» Goal:
Below are some records: retype them all exactly, but not the pictures.

(Collected data)

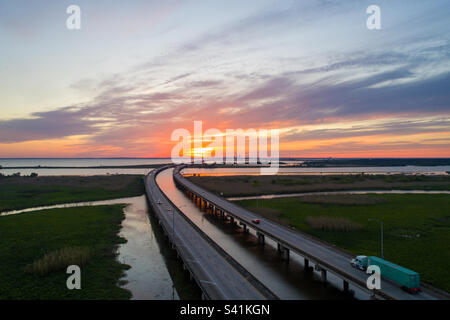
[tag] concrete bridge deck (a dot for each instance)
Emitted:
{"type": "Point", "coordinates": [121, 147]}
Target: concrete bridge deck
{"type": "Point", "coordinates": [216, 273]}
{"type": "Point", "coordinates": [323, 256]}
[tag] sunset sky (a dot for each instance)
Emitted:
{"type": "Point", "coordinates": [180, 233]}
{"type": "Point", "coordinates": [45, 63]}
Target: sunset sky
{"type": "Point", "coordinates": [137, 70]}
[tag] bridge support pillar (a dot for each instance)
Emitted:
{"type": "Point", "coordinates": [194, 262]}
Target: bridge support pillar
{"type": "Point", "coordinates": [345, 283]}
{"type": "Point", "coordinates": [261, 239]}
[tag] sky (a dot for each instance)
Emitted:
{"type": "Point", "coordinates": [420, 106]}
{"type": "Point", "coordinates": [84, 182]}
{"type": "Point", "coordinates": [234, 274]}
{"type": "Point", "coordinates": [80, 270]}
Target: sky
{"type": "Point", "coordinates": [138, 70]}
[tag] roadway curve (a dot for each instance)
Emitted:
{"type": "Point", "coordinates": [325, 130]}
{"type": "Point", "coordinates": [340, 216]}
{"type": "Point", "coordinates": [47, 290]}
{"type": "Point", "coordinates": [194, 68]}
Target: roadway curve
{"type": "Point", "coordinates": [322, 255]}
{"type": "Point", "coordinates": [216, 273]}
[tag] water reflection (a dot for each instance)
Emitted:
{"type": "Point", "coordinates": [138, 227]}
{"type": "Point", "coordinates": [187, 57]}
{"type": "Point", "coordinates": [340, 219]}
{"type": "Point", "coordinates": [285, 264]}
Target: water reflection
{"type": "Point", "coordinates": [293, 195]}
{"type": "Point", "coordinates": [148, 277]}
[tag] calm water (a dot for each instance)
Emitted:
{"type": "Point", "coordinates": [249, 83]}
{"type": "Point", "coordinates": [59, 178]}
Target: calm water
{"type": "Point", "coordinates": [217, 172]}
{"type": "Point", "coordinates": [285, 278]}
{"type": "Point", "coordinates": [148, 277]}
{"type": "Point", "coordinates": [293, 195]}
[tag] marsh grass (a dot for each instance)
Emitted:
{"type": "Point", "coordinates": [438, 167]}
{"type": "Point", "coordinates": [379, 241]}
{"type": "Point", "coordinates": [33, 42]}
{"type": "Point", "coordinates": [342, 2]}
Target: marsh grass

» Worked solution:
[tag] concrete bridge deck (a dot for each instance)
Emitted:
{"type": "Point", "coordinates": [121, 147]}
Target: concrete bridge deck
{"type": "Point", "coordinates": [216, 273]}
{"type": "Point", "coordinates": [323, 256]}
[tag] sunset sky (a dot for each instance)
Emitted:
{"type": "Point", "coordinates": [180, 233]}
{"type": "Point", "coordinates": [45, 63]}
Target: sunset sky
{"type": "Point", "coordinates": [137, 70]}
[tag] bridge support pillar (a dot for each instance)
Emitted:
{"type": "Point", "coordinates": [194, 262]}
Target: bridge support pillar
{"type": "Point", "coordinates": [345, 283]}
{"type": "Point", "coordinates": [261, 239]}
[tag] sky (a dot for each instance)
Emitted:
{"type": "Point", "coordinates": [420, 106]}
{"type": "Point", "coordinates": [84, 182]}
{"type": "Point", "coordinates": [234, 274]}
{"type": "Point", "coordinates": [80, 270]}
Target: sky
{"type": "Point", "coordinates": [138, 70]}
[tag] roadway curve (a dot for each instance)
Emitted:
{"type": "Point", "coordinates": [325, 130]}
{"type": "Point", "coordinates": [340, 216]}
{"type": "Point", "coordinates": [47, 290]}
{"type": "Point", "coordinates": [194, 68]}
Target: roadway curve
{"type": "Point", "coordinates": [322, 255]}
{"type": "Point", "coordinates": [216, 273]}
[tag] water reflection (a dot for each instance)
Emitted:
{"type": "Point", "coordinates": [138, 227]}
{"type": "Point", "coordinates": [187, 57]}
{"type": "Point", "coordinates": [340, 219]}
{"type": "Point", "coordinates": [285, 264]}
Target: water reflection
{"type": "Point", "coordinates": [293, 195]}
{"type": "Point", "coordinates": [148, 277]}
[tag] calm water (a dot for each instance)
Emitted:
{"type": "Point", "coordinates": [249, 83]}
{"type": "Point", "coordinates": [59, 178]}
Target: calm water
{"type": "Point", "coordinates": [217, 172]}
{"type": "Point", "coordinates": [285, 278]}
{"type": "Point", "coordinates": [148, 277]}
{"type": "Point", "coordinates": [293, 195]}
[tag] marsh grass (a dot for each instance)
Emitted:
{"type": "Point", "coordinates": [438, 167]}
{"type": "Point", "coordinates": [379, 241]}
{"type": "Point", "coordinates": [33, 42]}
{"type": "Point", "coordinates": [342, 2]}
Target: marsh grass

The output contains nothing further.